To do
Reproduce verbatim only the lines from the one containing "Please locate the man's hand" through the last line below, both included.

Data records

· · · · · · ·

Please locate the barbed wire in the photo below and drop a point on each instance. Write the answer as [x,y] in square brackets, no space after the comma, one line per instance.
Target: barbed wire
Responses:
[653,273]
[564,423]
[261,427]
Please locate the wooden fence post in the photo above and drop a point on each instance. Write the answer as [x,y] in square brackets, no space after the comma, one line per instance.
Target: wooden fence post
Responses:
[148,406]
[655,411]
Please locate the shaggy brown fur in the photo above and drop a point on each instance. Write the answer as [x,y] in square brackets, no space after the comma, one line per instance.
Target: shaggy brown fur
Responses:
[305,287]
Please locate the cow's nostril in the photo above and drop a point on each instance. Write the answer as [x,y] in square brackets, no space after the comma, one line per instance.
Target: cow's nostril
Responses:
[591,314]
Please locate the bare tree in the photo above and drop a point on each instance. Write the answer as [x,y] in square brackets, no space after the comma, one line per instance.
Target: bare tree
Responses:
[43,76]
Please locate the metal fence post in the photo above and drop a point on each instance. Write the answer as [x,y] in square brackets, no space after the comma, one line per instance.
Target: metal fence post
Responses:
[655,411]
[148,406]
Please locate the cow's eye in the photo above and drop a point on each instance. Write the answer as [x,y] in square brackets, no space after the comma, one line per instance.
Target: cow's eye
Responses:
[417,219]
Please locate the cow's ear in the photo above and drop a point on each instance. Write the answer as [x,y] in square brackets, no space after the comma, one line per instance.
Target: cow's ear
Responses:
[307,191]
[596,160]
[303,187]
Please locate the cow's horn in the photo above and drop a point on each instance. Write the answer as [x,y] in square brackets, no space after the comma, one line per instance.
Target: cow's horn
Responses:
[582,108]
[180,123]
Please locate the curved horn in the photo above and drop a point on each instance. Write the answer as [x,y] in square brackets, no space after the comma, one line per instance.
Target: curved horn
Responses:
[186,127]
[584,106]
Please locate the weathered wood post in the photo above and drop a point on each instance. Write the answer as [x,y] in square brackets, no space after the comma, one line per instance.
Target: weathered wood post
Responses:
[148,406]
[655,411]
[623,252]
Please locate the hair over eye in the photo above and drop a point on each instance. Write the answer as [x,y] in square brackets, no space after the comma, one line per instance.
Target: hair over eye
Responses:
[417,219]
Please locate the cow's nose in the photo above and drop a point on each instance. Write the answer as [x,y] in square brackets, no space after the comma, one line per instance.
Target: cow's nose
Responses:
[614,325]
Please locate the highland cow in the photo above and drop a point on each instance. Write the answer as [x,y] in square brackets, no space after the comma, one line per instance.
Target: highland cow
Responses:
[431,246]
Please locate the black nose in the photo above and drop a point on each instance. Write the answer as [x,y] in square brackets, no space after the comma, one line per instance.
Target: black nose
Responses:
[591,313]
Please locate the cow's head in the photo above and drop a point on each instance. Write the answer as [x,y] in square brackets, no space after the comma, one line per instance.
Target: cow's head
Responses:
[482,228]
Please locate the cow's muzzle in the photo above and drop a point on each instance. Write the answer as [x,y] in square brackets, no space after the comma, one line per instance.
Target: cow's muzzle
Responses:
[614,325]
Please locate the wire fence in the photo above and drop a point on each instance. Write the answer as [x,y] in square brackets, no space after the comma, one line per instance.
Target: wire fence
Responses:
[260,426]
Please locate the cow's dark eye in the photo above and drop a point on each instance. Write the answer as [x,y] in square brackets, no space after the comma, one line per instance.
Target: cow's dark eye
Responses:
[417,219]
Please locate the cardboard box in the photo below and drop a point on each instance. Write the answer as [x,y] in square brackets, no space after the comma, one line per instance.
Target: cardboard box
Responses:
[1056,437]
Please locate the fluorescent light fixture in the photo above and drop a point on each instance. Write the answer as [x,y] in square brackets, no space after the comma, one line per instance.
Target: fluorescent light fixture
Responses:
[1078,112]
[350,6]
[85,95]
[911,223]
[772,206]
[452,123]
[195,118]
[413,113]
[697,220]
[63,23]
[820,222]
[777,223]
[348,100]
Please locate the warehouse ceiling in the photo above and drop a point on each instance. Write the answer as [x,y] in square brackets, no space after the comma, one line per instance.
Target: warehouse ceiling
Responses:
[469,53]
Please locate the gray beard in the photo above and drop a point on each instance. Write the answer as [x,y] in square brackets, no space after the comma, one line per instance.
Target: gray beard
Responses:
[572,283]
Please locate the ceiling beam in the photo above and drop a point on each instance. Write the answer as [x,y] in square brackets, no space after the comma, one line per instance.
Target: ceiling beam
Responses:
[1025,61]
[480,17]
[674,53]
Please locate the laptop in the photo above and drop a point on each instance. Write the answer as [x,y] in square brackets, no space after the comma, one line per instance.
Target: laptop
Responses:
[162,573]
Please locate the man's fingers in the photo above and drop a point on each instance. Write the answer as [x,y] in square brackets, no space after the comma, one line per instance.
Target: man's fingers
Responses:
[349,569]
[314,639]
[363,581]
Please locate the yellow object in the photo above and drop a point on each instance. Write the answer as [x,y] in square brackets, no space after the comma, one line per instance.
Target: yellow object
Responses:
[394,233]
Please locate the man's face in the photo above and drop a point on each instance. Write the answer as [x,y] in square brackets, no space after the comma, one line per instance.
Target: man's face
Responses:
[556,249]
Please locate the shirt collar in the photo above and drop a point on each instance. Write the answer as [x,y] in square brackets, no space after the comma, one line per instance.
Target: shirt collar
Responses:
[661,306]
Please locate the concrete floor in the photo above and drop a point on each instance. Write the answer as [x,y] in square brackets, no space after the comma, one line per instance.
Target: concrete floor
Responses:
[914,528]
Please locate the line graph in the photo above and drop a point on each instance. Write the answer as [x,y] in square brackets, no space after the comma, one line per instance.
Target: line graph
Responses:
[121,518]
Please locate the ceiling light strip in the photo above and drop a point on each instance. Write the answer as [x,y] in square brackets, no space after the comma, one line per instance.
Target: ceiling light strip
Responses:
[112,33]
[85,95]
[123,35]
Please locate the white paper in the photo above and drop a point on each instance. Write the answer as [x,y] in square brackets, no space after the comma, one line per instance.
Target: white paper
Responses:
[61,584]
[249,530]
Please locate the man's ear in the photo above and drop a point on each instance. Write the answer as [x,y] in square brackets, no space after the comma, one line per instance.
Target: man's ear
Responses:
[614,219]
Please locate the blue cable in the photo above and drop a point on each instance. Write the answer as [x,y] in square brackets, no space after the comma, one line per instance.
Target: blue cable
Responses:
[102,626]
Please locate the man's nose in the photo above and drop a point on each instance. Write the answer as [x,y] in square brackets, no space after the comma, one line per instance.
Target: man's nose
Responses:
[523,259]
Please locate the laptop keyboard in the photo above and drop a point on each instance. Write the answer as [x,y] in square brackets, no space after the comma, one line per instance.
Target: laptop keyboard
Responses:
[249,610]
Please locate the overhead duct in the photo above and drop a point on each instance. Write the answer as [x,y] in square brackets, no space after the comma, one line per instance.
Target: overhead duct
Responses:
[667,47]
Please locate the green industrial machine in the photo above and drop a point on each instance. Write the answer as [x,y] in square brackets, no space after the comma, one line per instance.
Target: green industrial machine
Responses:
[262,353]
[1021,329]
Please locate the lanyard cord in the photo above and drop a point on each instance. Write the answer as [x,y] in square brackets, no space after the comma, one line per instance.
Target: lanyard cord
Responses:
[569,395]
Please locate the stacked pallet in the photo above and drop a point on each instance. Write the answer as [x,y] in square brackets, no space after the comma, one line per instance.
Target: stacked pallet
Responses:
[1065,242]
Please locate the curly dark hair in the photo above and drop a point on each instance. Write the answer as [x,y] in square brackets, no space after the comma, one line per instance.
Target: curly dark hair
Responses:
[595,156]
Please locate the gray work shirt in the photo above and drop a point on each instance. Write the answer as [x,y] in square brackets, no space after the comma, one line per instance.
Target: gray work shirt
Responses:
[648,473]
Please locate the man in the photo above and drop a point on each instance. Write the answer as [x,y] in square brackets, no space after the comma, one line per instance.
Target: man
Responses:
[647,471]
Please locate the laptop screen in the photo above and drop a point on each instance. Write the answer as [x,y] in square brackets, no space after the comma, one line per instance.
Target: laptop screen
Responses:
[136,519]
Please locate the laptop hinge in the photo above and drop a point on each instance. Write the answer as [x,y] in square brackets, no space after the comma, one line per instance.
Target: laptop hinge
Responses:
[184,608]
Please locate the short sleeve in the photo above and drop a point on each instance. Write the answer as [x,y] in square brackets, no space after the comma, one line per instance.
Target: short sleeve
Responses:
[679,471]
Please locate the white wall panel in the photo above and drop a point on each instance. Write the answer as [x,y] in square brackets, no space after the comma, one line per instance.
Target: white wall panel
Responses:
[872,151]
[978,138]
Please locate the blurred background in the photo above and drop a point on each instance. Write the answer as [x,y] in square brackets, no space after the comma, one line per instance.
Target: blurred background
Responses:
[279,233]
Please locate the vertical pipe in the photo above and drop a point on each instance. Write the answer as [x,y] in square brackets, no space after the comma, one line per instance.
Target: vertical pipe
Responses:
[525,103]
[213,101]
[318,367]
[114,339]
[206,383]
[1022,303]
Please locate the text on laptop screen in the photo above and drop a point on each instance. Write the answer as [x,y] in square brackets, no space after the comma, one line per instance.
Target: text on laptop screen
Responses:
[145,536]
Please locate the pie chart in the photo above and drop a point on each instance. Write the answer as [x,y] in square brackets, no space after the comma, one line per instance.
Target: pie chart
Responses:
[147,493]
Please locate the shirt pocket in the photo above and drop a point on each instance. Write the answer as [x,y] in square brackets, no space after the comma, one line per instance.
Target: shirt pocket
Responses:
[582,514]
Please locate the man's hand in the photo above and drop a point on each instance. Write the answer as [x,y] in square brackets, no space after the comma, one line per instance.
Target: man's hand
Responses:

· · · · · · ·

Result
Please locate the man's hand in the photo above and drop a point on each instance. Write the answer as [x,y] in square brackets, no space after the comma, one line per instance.
Target: man's hand
Responses:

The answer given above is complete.